*WHAT IS BEING ASKED:*
From the records below, copy out the stretch from the line containing "Where can you spot the purple" through the line containing "pixel 61 167". Reproduce each line word for word, with nothing added or left out.

*GIVEN RECORDS:*
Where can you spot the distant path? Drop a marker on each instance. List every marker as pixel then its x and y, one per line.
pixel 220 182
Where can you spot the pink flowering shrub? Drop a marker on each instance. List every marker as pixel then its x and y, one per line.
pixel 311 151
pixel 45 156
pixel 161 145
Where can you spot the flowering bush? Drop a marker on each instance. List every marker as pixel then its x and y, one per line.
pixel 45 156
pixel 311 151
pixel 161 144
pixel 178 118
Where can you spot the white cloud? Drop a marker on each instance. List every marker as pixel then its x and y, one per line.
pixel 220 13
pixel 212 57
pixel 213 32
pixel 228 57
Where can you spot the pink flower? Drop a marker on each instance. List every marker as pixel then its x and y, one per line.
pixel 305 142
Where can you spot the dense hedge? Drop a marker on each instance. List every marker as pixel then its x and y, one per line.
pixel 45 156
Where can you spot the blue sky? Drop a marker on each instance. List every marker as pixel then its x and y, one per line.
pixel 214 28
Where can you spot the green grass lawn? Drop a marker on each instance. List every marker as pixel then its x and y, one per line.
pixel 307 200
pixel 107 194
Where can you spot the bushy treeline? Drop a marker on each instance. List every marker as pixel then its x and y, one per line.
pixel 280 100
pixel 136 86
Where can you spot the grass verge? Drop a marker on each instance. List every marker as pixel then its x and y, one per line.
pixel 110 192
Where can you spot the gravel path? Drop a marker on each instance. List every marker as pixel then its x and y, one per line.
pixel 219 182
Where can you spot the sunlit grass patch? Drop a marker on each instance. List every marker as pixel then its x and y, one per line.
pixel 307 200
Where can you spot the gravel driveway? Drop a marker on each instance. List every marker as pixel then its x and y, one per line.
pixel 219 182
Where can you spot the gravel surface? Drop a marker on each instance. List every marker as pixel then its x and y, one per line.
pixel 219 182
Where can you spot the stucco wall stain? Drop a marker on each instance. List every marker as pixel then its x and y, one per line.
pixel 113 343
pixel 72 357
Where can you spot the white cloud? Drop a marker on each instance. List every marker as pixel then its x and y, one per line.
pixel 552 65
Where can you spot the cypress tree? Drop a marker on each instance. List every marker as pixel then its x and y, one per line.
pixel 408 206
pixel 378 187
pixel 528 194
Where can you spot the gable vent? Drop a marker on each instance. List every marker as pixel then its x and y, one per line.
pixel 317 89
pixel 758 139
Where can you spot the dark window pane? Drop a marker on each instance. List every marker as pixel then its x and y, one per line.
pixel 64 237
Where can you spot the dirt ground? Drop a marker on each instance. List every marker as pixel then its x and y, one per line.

...

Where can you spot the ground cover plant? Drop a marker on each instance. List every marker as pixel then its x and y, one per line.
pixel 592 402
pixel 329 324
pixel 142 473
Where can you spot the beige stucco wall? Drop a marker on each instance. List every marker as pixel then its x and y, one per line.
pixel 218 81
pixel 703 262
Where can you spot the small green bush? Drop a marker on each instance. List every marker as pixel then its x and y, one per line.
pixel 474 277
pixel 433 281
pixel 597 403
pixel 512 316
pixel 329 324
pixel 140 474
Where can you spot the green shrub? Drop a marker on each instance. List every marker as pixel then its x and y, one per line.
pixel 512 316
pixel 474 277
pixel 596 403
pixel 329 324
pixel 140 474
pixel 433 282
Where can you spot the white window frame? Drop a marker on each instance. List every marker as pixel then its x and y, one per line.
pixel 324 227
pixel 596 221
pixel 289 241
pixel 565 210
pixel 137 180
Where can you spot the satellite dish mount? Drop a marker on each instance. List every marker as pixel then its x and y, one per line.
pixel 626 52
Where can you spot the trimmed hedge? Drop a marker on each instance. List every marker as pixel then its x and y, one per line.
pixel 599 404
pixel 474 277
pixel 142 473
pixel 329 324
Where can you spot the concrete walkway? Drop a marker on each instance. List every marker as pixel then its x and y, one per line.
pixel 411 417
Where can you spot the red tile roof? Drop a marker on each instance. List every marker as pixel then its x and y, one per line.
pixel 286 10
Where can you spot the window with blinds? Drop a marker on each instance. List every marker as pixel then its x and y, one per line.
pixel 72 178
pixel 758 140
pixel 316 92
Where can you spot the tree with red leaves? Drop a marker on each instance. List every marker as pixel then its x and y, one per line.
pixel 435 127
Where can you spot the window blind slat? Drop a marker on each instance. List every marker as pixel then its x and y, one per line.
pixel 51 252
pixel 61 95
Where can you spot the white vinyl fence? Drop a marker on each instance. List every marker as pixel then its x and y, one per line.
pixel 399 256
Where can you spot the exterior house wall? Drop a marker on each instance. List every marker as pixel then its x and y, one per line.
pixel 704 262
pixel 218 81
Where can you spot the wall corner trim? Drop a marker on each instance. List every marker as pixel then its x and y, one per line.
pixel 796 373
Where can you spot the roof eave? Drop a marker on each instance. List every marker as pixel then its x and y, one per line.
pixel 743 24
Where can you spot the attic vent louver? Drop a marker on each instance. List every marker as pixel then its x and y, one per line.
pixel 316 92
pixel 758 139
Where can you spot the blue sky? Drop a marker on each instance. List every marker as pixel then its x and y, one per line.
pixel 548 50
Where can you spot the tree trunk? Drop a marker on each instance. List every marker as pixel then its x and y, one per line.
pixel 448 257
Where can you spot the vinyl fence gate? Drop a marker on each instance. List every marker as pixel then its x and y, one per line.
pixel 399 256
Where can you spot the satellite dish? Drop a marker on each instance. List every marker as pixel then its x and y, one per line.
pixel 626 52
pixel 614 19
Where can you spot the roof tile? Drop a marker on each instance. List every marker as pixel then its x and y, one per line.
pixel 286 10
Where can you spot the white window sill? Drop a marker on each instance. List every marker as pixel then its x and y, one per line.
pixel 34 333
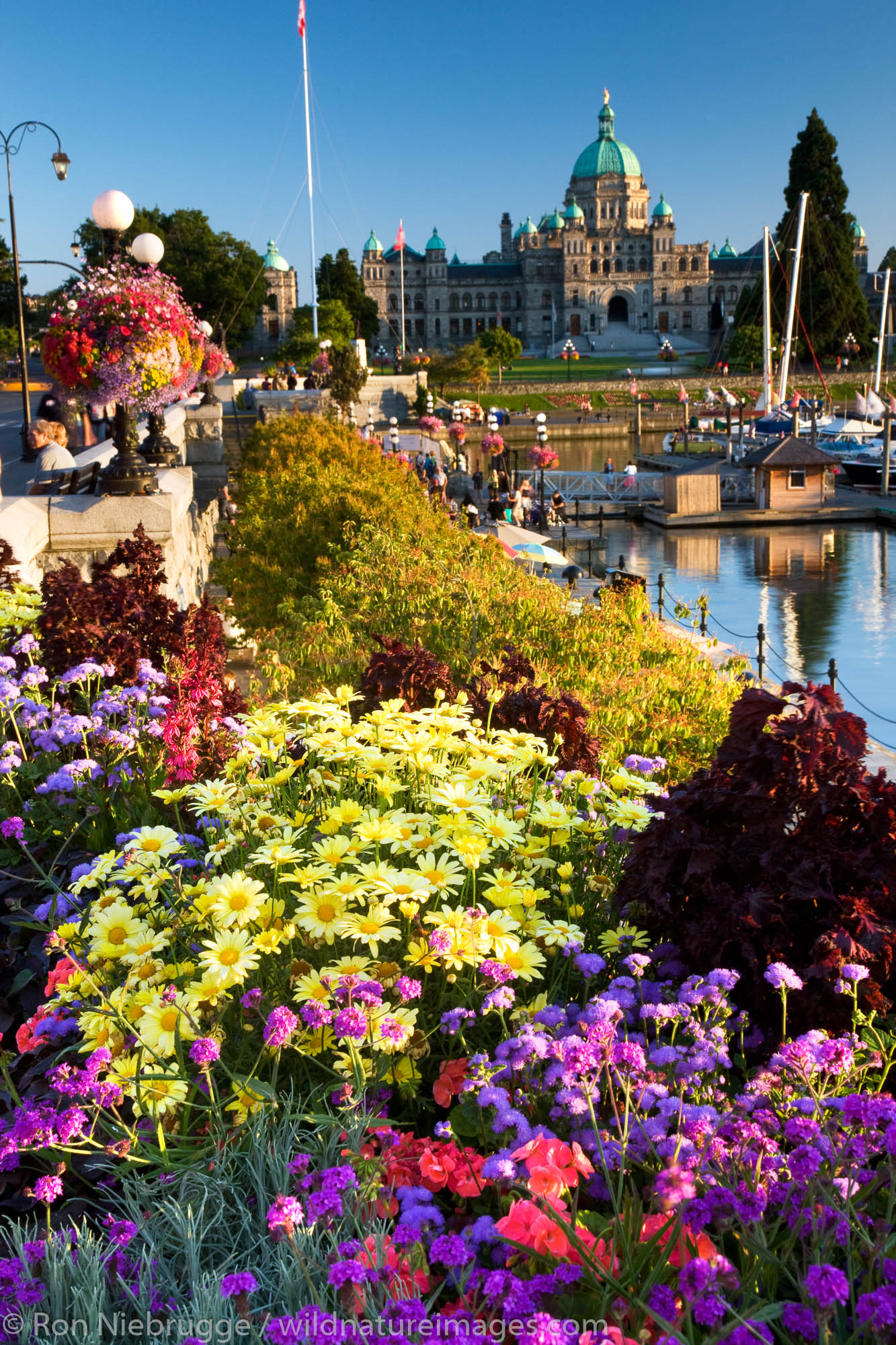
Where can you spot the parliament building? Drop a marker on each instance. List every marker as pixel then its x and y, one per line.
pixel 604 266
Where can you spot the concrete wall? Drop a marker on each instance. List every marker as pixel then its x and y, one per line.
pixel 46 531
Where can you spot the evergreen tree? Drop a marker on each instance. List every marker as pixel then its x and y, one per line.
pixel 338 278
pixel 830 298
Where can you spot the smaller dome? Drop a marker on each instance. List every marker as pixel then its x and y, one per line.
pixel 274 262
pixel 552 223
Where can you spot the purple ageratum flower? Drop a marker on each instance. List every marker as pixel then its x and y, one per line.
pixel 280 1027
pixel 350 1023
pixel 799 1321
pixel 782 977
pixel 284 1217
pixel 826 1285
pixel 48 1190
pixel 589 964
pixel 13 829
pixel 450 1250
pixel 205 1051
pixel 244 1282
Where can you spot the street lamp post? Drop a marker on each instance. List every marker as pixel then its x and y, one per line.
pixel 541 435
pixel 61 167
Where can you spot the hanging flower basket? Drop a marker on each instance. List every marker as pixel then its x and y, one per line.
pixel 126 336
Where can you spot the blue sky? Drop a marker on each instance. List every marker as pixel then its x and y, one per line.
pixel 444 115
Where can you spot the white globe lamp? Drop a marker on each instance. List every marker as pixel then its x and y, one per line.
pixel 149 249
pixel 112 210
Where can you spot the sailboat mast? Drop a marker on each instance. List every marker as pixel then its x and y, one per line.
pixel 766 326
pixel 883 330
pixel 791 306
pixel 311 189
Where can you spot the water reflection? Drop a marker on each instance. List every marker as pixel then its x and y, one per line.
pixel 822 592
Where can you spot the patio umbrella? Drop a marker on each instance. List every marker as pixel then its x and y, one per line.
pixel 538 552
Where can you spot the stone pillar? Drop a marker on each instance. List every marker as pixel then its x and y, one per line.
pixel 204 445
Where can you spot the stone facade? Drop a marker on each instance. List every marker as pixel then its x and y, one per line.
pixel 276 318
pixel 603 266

*WRITTEN ANSWER:*
Where can you spot the purple ageratum flower? Drop a marker on each instance. List every marker as pixel then its x and y, one per line.
pixel 280 1027
pixel 350 1023
pixel 799 1321
pixel 782 977
pixel 284 1217
pixel 826 1285
pixel 48 1190
pixel 589 964
pixel 13 829
pixel 450 1250
pixel 205 1051
pixel 244 1282
Where can you spot the street lamp post? Drop a marker on each instance. List every marker as pixel then its x and y, one per line.
pixel 541 435
pixel 61 167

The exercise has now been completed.